Reading text ->
>>>>>

Turning now to Slide 14, as Andy said in his earlier remarks, we have been actively working to enhance the balance sheet, paying down near-term maturities, adding liquidity, increasing our hedging, and reducing costs. We are pleased to have completed the $350 million Nordic bond in January, which was well supported by both existing and new investors and helps diversify our sources of finance. I would like to thank everyone who participated and made this new issuance a success. $250 million of the proceeds are being used to repay the 2027 notes, and $100 million is being used to pay down the RBL facility. The charts on the right of the slide show the work we have done to address the nearest-term maturities so our focus can now turn to operational delivery and debt paydown.

<<<<<

Data block ->
>>>>>

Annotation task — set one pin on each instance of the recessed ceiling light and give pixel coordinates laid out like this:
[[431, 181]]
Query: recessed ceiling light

<<<<<

Given problem -> Update the balance sheet remarks, starting at "Turning now to" and ending at "and debt paydown.", so that "Nordic" becomes "Norwegian".

Expected output ->
Turning now to Slide 14, as Andy said in his earlier remarks, we have been actively working to enhance the balance sheet, paying down near-term maturities, adding liquidity, increasing our hedging, and reducing costs. We are pleased to have completed the $350 million Norwegian bond in January, which was well supported by both existing and new investors and helps diversify our sources of finance. I would like to thank everyone who participated and made this new issuance a success. $250 million of the proceeds are being used to repay the 2027 notes, and $100 million is being used to pay down the RBL facility. The charts on the right of the slide show the work we have done to address the nearest-term maturities so our focus can now turn to operational delivery and debt paydown.